▶ DIRECTIONS FOR THIS TASK: Convert every line of the records below into a numbered list, leaving out any blank lines.

── SUPPLIED ENTRIES

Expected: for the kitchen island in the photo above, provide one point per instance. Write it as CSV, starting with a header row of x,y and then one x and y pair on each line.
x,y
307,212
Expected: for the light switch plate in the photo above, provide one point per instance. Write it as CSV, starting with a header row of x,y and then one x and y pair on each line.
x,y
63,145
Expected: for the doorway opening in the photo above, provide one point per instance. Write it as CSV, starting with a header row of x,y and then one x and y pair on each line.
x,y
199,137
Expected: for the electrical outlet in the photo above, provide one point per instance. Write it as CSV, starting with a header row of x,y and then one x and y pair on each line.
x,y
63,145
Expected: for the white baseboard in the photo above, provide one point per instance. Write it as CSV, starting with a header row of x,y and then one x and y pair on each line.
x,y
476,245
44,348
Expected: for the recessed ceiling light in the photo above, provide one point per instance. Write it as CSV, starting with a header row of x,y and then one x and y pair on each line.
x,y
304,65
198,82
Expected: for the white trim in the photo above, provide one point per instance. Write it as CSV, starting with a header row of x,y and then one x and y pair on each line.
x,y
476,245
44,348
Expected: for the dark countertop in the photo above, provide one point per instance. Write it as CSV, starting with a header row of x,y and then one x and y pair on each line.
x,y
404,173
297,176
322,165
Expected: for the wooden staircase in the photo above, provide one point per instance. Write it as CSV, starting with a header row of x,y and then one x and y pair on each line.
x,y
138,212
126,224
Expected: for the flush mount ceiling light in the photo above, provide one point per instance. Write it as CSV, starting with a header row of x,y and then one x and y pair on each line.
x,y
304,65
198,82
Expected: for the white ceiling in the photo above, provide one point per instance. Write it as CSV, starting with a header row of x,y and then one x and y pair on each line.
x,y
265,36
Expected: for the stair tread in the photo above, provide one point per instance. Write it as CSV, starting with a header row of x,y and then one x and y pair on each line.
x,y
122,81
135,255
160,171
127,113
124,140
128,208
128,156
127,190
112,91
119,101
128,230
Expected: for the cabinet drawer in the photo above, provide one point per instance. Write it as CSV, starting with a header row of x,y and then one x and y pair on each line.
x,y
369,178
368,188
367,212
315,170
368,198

────

▶ SOLUTION TO THIS PROBLEM:
1. Expected: for the kitchen island in the photo above, provide one point per instance. Write it as CSV, starting with a header row of x,y and then one x and y pair on each line.
2. x,y
3. 307,212
4. Expected: for the light switch plate in the photo above, provide one point per instance. Write it as CSV, starting with a header row of x,y and then one x and y pair on each line.
5. x,y
6. 63,145
7. Expected: for the doorway opening in the photo above, provide one point per instance. Write it as CSV, starting with a header row of x,y and then one x and y pair on each line.
8. x,y
9. 199,137
10. Expected: for the electrical outlet in the photo above, provide one point per instance. Write it as CSV, starting with a header row of x,y and then one x and y pair on each line.
11. x,y
12. 63,145
13. Expected: for the white baseboard in the photo above, provide one point per instance. Write it as CSV, starting with a header row of x,y and then one x and y pair on each line.
14. x,y
15. 476,245
16. 44,348
17. Expected: for the recessed ceiling light in the photo above, provide one point per instance. Write it as CSV, starting with a header row of x,y and then one x and y pair on each line.
18. x,y
19. 304,65
20. 198,82
21. Expected: for the white trim in the photo above, provide one point per instance. Write it as CSV, starting with a header row of x,y and then one x and y pair on each line.
22. x,y
23. 476,245
24. 44,348
25. Expected: for the dark countertop in the photo above, provide one point per instance. Write it as CSV, starting with a header row of x,y and then one x and y pair on each line.
26. x,y
27. 404,173
28. 297,176
29. 322,165
30. Expected: for the wooden staircase in the photo above, provide one point per instance. Write it as CSV, starting with a header row of x,y and then one x and y pair on each line.
31. x,y
32. 138,212
33. 126,224
34. Expected: for the flush mount ceiling light in the photo above, provide one point per instance. Write it as CSV, starting with a header row of x,y and then one x and y pair on each line.
35. x,y
36. 304,65
37. 198,82
38. Expected: for the white ceiling in the photo above, provide one point per instance. Write it as CSV, starting with a header row of x,y and then one x and y pair on each line.
39. x,y
40. 265,36
41. Expected: for the stair tread in the photo above, provide one point per instance. Write it as CSV, starting with a header row of x,y and then one x and y pair on each line.
42. x,y
43. 122,81
44. 135,255
45. 160,171
46. 127,113
47. 124,140
48. 128,208
49. 128,156
50. 127,190
51. 112,91
52. 119,101
53. 128,230
54. Expected: for the cabinet drawer in the photo above, provide one point per instance. Write it as CSV, starting with a header row of x,y and then one x and y pair on each line.
55. x,y
56. 369,178
57. 368,188
58. 367,212
59. 315,170
60. 368,198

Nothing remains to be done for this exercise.